## Task requirements:
Please copy out each line of the listing that contains the word "backpack".

## Dataset records:
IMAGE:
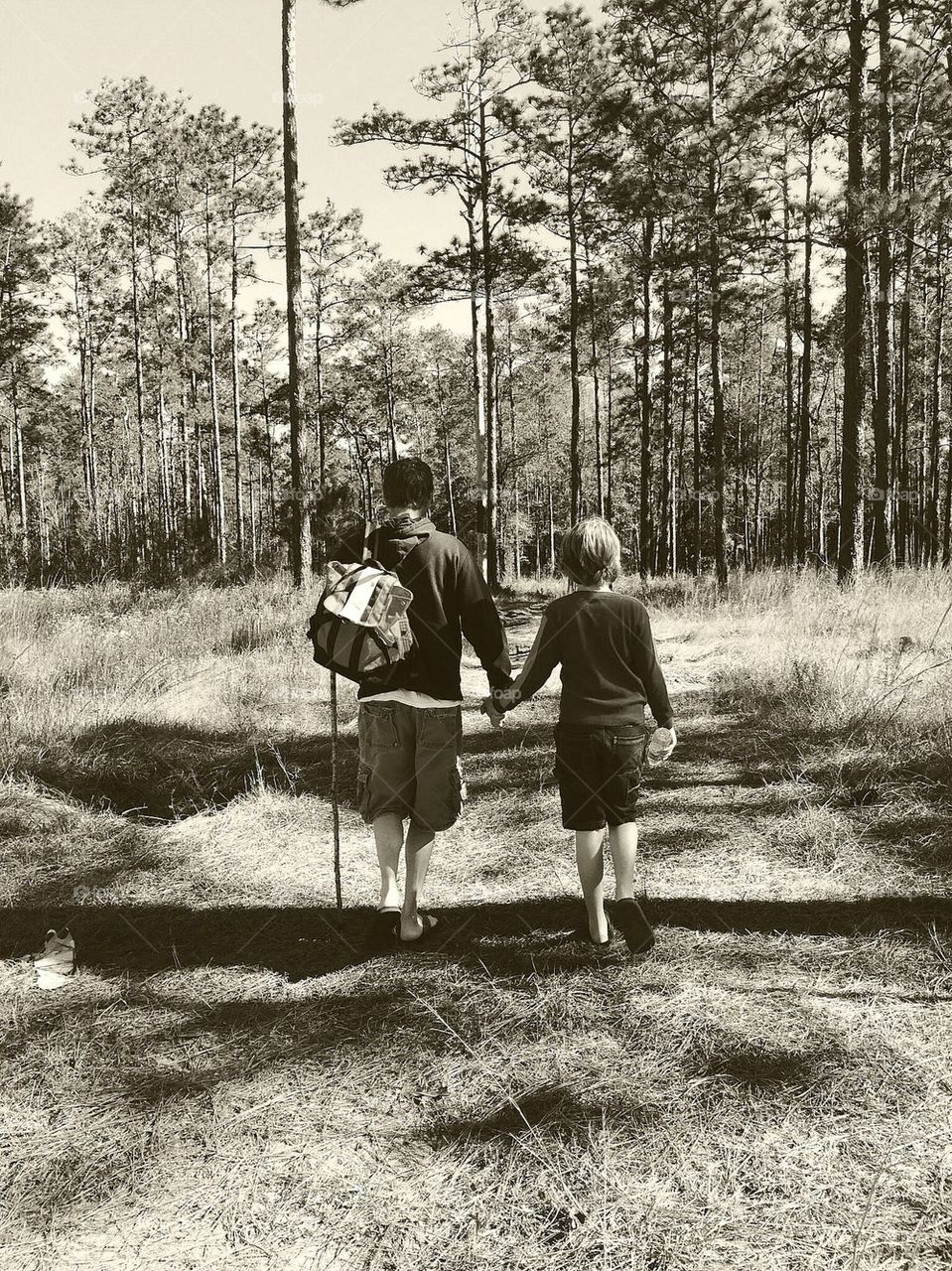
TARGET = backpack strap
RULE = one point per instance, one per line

---

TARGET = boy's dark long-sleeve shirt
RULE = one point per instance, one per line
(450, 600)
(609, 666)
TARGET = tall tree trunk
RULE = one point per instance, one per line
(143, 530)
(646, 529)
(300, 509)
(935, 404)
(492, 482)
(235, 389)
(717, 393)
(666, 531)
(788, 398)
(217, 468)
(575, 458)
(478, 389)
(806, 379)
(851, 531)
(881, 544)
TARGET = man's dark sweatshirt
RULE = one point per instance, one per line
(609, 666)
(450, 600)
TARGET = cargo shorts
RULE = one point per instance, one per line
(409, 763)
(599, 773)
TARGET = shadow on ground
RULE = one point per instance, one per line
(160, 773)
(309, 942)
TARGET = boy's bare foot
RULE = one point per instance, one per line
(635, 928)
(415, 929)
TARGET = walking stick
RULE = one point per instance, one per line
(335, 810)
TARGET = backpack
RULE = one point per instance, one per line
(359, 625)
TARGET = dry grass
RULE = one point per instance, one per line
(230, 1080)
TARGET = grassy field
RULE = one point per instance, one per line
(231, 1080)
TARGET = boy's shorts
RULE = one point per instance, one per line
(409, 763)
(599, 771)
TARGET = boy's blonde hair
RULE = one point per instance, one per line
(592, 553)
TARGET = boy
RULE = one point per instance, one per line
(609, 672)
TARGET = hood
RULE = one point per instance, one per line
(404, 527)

## Task result:
TARGET = backpack strap
TARGET = backpack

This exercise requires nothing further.